GOAL OF THE EXERCISE - Find the word "wood" in the listing below, then return every line it appears in.
INPUT FOR THIS TASK Block Start
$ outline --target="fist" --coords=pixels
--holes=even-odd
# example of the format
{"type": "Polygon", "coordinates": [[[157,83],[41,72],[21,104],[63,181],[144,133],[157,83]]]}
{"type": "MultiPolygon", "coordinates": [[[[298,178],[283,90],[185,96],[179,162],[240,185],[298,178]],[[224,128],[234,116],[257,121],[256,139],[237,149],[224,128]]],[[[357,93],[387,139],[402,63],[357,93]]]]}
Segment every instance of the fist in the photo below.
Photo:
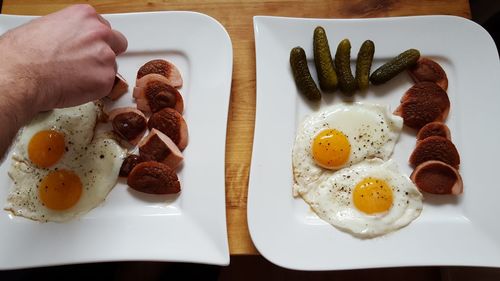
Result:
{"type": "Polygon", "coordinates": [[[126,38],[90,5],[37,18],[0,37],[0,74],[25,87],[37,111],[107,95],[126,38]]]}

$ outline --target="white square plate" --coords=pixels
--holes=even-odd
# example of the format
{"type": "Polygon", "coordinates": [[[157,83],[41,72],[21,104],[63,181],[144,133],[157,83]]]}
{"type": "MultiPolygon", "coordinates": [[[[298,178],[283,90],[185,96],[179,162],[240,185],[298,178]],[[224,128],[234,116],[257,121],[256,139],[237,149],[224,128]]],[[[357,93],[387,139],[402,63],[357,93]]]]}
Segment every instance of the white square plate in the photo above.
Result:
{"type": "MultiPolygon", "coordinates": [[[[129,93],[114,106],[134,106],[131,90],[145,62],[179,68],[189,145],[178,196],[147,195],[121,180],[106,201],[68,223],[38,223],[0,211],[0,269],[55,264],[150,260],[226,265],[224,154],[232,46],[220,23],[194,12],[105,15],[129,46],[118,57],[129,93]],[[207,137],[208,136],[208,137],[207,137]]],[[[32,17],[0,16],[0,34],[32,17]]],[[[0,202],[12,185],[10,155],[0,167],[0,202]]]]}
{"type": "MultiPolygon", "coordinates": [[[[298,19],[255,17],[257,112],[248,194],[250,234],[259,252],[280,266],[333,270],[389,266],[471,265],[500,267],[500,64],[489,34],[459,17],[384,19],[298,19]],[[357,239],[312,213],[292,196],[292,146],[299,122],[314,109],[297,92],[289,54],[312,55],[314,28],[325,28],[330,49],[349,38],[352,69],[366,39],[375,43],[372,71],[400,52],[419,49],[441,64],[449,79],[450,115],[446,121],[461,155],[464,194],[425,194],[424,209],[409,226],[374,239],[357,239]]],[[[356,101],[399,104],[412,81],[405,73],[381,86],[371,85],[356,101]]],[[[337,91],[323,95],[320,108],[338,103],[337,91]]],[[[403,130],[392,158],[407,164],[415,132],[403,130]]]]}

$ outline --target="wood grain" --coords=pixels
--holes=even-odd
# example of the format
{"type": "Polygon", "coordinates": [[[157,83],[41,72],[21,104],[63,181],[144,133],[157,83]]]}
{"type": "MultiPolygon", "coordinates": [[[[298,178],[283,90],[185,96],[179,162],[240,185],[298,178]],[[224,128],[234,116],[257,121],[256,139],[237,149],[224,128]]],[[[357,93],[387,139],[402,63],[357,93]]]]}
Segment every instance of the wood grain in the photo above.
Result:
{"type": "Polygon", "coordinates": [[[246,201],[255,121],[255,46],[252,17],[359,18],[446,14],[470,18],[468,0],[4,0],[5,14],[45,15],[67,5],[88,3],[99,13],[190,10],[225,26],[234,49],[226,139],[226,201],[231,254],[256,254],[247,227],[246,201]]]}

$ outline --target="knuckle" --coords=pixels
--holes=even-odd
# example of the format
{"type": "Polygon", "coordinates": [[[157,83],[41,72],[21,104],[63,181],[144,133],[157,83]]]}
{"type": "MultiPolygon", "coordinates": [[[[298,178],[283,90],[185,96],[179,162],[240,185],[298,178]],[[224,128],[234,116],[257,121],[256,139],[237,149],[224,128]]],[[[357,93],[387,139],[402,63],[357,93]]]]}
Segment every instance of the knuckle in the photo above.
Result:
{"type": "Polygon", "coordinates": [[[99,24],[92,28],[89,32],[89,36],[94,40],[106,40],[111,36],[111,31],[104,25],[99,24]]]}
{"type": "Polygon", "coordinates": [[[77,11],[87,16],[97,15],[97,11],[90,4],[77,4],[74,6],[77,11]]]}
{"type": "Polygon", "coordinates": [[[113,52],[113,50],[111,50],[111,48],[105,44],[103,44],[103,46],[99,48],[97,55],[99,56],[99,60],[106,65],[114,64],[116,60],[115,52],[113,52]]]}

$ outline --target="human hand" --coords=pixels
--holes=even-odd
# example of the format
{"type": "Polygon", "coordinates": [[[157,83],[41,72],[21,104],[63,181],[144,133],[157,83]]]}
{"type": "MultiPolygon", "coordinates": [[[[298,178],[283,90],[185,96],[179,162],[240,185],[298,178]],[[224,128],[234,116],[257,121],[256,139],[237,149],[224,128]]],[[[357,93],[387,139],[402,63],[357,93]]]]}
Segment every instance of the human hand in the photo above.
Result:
INPUT FOR THIS TASK Block End
INPUT FOR THIS TASK Block Start
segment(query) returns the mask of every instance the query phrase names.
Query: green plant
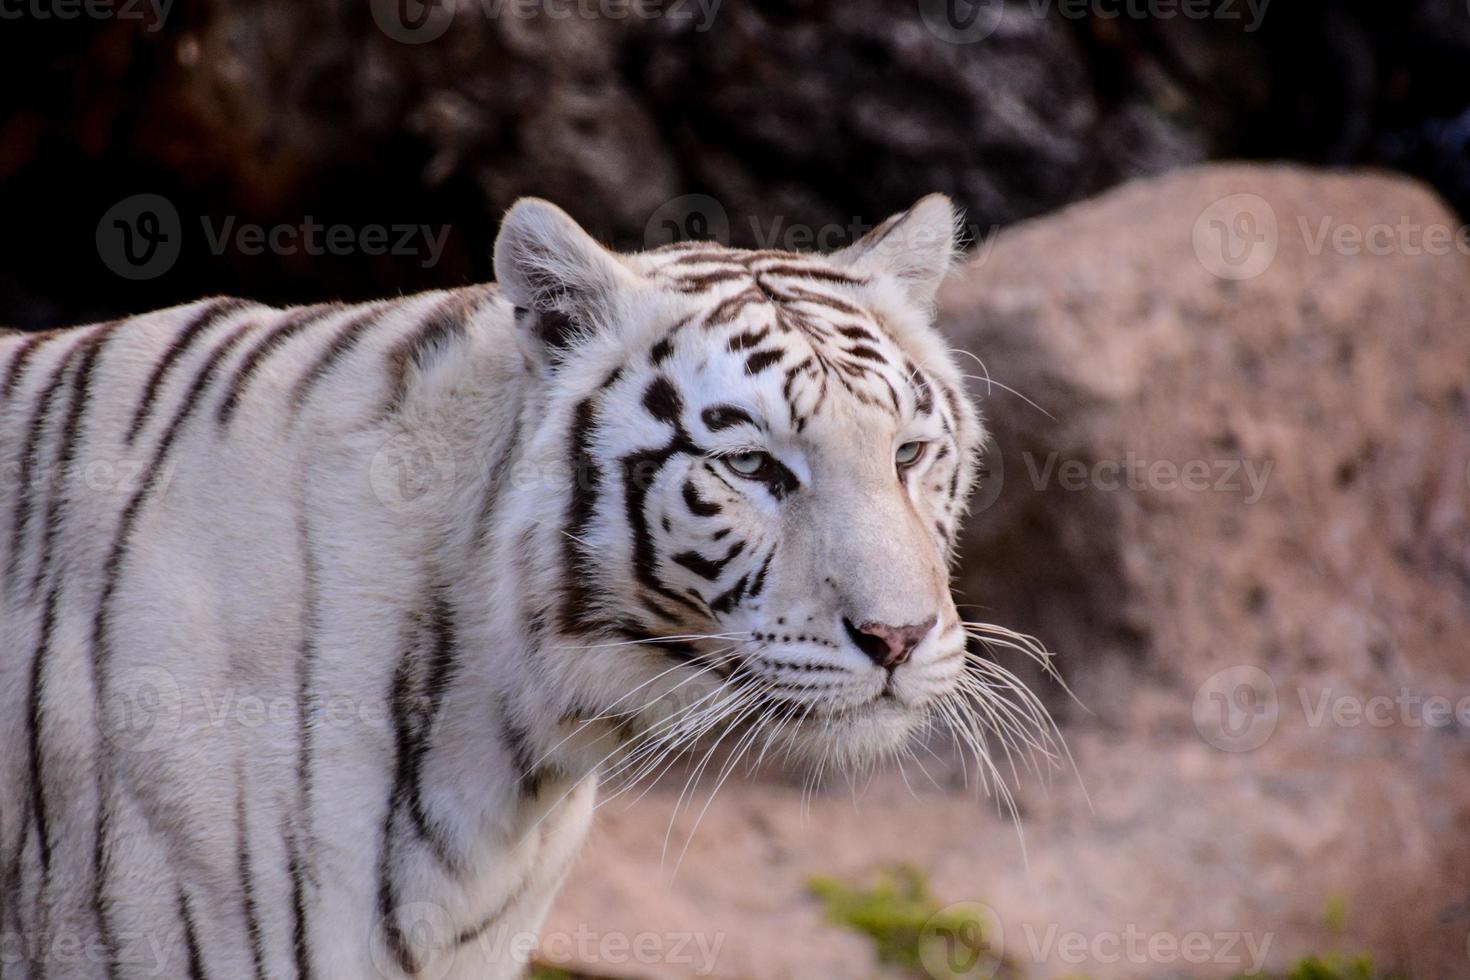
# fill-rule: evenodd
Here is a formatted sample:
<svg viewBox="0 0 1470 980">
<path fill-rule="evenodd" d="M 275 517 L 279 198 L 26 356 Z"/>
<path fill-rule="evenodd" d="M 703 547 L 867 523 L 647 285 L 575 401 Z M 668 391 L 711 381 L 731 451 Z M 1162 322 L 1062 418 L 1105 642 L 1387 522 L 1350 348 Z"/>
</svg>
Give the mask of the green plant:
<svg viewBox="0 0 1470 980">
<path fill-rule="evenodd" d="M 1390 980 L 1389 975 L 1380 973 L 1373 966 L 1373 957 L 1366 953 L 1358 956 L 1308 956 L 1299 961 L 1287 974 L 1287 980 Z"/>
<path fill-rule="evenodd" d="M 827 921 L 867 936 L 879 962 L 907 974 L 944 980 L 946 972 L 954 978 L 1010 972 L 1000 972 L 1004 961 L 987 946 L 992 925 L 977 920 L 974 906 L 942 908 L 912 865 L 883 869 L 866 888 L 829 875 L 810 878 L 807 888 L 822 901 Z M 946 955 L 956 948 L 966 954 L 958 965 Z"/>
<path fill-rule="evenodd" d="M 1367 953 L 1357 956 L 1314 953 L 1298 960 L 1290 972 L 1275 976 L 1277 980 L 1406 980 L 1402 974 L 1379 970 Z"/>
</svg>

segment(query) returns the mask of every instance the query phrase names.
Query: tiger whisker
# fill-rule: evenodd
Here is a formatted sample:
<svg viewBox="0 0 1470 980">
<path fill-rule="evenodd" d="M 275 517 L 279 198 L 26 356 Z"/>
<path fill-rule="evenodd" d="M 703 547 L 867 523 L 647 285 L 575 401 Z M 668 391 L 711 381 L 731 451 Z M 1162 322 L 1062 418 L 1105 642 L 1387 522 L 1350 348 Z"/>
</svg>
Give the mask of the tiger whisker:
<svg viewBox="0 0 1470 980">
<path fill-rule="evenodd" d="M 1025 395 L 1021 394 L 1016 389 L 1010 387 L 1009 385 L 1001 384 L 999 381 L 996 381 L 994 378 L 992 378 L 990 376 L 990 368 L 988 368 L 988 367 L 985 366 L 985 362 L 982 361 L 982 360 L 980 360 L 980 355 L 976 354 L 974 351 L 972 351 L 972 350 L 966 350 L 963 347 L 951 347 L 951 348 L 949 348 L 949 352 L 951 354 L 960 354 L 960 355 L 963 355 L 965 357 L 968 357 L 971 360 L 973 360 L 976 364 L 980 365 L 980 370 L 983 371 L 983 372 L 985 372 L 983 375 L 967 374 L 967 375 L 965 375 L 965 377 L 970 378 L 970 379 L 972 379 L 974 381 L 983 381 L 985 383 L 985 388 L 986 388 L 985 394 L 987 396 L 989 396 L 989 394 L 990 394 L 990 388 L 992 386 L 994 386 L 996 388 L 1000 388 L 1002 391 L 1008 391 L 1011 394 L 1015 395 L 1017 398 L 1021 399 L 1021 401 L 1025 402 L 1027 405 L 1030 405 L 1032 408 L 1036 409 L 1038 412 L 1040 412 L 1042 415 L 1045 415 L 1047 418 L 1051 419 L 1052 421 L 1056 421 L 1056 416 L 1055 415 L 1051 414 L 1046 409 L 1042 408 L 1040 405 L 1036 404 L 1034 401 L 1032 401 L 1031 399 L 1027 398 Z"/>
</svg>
INPUT FOR THIS TASK Block End
INPUT FOR THIS TASK Block Start
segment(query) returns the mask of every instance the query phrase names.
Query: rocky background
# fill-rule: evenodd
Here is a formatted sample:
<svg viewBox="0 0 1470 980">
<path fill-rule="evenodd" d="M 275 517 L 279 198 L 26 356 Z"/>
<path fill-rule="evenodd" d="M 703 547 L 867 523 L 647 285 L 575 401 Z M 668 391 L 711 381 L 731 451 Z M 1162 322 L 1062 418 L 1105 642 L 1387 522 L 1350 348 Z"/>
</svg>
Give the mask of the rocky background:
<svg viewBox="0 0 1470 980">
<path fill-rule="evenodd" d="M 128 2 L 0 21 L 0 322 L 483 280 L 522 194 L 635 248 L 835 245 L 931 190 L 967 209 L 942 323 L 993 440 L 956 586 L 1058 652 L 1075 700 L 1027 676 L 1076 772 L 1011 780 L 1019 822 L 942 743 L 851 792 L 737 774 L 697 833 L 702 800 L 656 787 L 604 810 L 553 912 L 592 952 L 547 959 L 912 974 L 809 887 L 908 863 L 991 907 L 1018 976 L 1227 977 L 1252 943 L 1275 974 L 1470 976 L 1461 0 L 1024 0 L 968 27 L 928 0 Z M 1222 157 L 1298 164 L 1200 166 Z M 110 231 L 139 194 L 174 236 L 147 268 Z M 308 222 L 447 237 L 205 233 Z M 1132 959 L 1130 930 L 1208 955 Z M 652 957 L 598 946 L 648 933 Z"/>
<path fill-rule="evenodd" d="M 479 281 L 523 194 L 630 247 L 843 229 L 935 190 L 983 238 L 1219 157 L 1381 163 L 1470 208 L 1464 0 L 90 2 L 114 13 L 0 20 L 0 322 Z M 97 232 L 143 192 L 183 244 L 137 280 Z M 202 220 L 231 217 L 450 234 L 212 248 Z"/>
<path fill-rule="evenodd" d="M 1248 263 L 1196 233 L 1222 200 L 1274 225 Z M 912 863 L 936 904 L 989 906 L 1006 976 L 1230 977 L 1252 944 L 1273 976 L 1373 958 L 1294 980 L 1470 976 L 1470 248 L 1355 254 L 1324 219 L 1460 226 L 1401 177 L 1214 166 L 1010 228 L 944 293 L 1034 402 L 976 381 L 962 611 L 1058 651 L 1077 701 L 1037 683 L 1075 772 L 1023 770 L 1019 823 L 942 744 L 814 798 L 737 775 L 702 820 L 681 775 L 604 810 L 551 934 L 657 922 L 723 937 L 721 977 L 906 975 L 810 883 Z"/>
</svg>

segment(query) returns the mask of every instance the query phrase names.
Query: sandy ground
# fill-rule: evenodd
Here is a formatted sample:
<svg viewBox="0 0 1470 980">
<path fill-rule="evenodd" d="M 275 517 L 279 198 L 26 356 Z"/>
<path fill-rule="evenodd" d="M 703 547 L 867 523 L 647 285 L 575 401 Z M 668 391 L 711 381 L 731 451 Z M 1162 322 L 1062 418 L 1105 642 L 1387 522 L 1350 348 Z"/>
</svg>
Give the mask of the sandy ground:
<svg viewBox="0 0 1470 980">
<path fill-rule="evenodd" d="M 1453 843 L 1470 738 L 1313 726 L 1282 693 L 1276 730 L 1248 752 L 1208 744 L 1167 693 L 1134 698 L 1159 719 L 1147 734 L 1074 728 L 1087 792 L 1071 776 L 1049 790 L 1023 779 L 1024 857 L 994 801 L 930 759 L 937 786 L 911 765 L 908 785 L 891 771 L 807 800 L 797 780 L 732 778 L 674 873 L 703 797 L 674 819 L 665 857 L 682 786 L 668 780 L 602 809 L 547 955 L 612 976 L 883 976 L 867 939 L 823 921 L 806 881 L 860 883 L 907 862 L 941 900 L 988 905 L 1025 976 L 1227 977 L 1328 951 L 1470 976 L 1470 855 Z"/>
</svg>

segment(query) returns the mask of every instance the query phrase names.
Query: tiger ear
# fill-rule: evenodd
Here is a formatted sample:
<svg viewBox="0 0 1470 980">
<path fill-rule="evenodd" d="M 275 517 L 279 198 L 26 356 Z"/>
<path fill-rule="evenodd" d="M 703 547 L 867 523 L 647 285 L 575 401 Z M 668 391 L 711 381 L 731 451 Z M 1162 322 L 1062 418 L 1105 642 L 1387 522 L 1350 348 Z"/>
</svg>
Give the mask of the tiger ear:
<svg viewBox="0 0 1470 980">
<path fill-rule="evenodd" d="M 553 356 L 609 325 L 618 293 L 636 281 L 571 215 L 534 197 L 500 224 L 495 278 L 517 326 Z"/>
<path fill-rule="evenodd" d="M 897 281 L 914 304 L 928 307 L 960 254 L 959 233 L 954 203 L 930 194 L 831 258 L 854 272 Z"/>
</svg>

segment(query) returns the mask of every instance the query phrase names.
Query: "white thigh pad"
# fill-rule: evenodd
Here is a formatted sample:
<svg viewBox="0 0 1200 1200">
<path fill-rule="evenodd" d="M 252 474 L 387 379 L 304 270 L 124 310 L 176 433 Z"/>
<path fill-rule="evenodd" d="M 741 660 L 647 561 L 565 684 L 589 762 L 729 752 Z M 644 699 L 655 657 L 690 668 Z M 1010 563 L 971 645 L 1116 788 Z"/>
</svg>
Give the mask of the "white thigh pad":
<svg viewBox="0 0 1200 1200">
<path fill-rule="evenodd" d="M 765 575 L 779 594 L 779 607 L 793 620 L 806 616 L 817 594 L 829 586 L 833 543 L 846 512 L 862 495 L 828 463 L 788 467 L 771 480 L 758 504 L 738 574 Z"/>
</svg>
INPUT FOR THIS TASK Block End
RESPONSE BOX -
$ outline --target="wood grain" --coords=pixels
Segment every instance of the wood grain in the photo above.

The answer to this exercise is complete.